Records from a collection
>> Start
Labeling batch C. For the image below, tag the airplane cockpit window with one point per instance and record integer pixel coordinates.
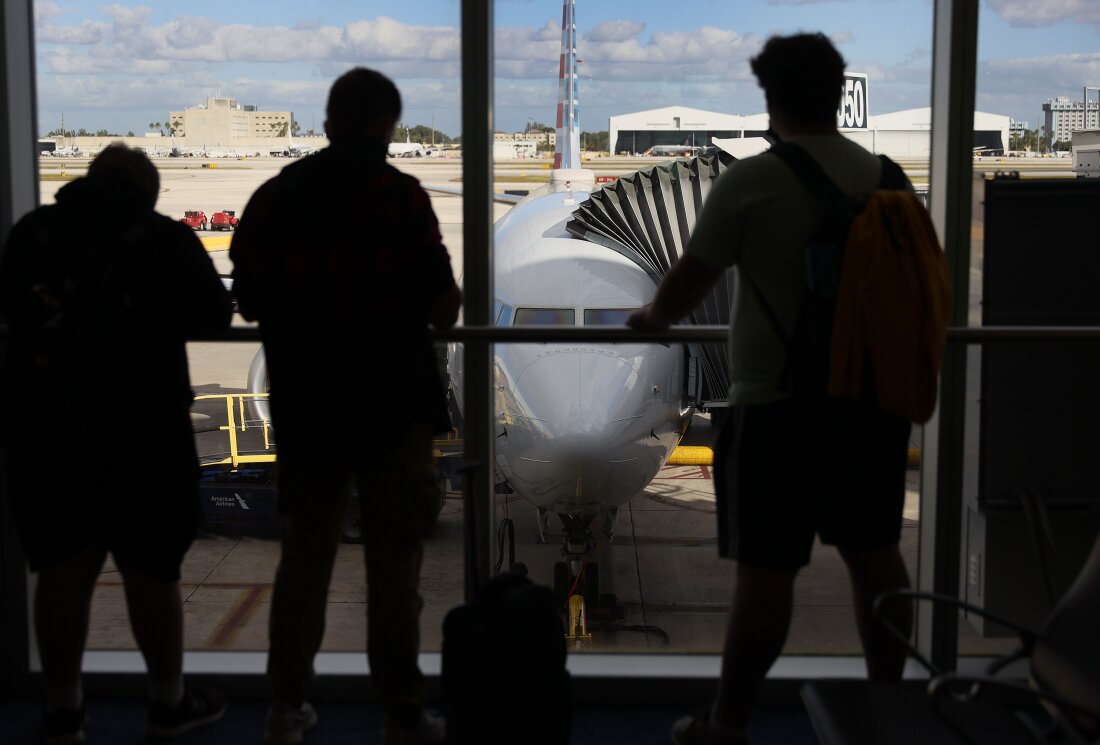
(502, 314)
(606, 316)
(545, 317)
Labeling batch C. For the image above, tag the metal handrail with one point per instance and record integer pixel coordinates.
(696, 335)
(679, 335)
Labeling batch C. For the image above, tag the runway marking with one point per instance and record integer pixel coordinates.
(238, 616)
(691, 472)
(216, 242)
(680, 504)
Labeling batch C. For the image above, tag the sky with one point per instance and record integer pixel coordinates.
(121, 66)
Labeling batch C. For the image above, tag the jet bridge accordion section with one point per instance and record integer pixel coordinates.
(648, 217)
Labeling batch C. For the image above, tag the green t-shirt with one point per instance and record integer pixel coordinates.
(758, 218)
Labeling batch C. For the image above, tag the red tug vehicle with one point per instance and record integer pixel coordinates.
(224, 220)
(195, 219)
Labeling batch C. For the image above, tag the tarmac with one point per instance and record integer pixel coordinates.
(663, 570)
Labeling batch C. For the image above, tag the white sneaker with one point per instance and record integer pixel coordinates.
(431, 730)
(287, 724)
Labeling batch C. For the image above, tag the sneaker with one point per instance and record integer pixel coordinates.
(197, 708)
(431, 730)
(286, 724)
(695, 730)
(63, 726)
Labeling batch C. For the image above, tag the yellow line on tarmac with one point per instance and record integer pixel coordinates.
(686, 455)
(216, 242)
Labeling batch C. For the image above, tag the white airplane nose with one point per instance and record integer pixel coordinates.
(582, 427)
(580, 392)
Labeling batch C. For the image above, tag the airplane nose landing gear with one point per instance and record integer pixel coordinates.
(576, 579)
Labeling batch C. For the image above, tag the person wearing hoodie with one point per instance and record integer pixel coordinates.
(99, 294)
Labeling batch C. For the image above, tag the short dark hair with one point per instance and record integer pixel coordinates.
(802, 75)
(359, 98)
(119, 163)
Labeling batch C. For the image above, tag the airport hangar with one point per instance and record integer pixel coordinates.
(900, 134)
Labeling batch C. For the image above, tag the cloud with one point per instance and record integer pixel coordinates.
(44, 11)
(1046, 12)
(615, 31)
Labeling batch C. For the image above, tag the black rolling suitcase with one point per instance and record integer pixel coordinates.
(504, 674)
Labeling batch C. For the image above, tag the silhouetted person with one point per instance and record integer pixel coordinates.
(100, 294)
(340, 260)
(792, 466)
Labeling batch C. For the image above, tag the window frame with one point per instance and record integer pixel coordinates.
(955, 42)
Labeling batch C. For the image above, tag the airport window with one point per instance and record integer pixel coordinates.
(1026, 471)
(606, 316)
(545, 317)
(502, 314)
(689, 614)
(228, 572)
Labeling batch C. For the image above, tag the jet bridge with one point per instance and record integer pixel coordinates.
(648, 217)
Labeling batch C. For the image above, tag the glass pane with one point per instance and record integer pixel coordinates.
(1029, 511)
(606, 316)
(587, 435)
(545, 317)
(221, 97)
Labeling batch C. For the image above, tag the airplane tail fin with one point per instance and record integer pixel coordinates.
(568, 149)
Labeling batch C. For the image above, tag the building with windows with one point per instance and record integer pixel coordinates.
(220, 120)
(1062, 116)
(903, 134)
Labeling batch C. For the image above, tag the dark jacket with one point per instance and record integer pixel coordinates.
(339, 259)
(100, 294)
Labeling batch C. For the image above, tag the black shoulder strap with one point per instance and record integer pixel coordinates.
(807, 170)
(892, 176)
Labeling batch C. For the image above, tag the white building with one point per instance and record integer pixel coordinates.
(508, 150)
(1063, 116)
(221, 120)
(678, 126)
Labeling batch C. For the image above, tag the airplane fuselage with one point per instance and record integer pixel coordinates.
(580, 428)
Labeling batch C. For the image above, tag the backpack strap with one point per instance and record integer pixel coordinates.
(809, 172)
(892, 176)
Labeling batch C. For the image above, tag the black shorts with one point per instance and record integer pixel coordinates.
>> End
**Prompt:**
Render the lines from the one containing "Labeling batch C. For the image above, tag the glass" through the end of the records as a JSON list of strings, one string per line, leaving out any blank lines.

**Exercise response:**
[
  "Labeling batch C. For the image above, tag the glass pane with one point per instance and record integer pixel coordinates.",
  "(1029, 511)",
  "(606, 316)",
  "(587, 435)",
  "(545, 317)",
  "(221, 97)",
  "Labeling batch C. For the image above, tag the airplane tail fin with one point per instance and record integer pixel coordinates.",
  "(568, 149)",
  "Labeling batch C. For the image above, tag the building with windows with one point per instance and record integer pixel coordinates.",
  "(220, 120)",
  "(1062, 116)",
  "(903, 134)",
  "Labeling batch C. For the image above, tag the dark jacket with one point per instance and record integer pixel coordinates.",
  "(339, 259)",
  "(100, 294)",
  "Labeling batch C. For the image above, tag the black shoulder strap with one point per instance and record integer pixel coordinates.",
  "(807, 170)",
  "(892, 176)",
  "Labeling batch C. For the image above, tag the white building with one point per instance and record integer pixel coordinates.",
  "(508, 150)",
  "(1063, 116)",
  "(221, 120)",
  "(678, 126)",
  "Labeling batch C. For the image above, tag the airplane fuselage with one point per instance and record integer pixel coordinates.",
  "(580, 428)",
  "Labeling batch C. For the image above, tag the backpack strap with one point per instance and record integer pixel coordinates.",
  "(809, 172)",
  "(892, 176)",
  "Labeling batch C. For the image above, tag the black shorts with one point per instance and record integer pixel coordinates."
]